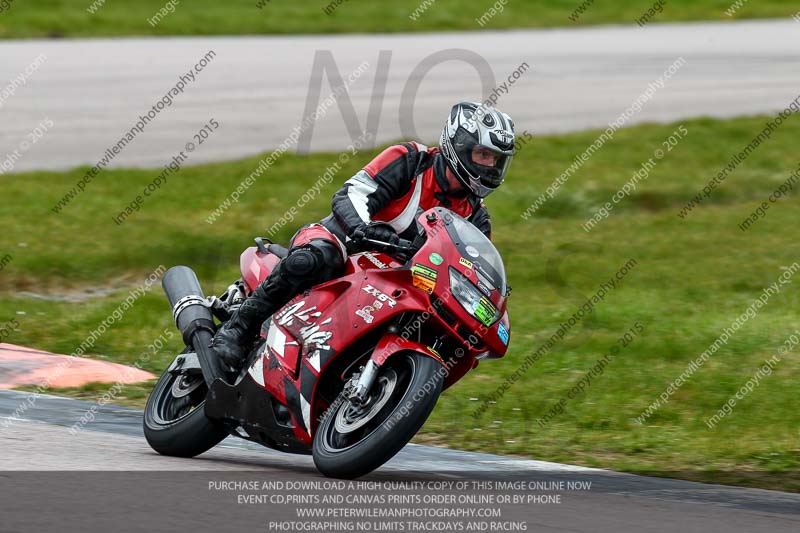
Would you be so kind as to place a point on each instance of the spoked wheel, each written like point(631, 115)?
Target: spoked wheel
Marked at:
point(174, 418)
point(353, 440)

--------------------------------------------------

= EXERCISE INSTRUCTIONS =
Reproduce the listing above with every occurrence of "spoked wheel" swapped for "wagon wheel", leaving everything else unchanged. Omit the pictures.

= SOLUTION BELOW =
Would you be so kind as to place a point on each instance of the wagon wheel, each written like point(631, 115)?
Target: wagon wheel
Marked at:
point(174, 418)
point(353, 440)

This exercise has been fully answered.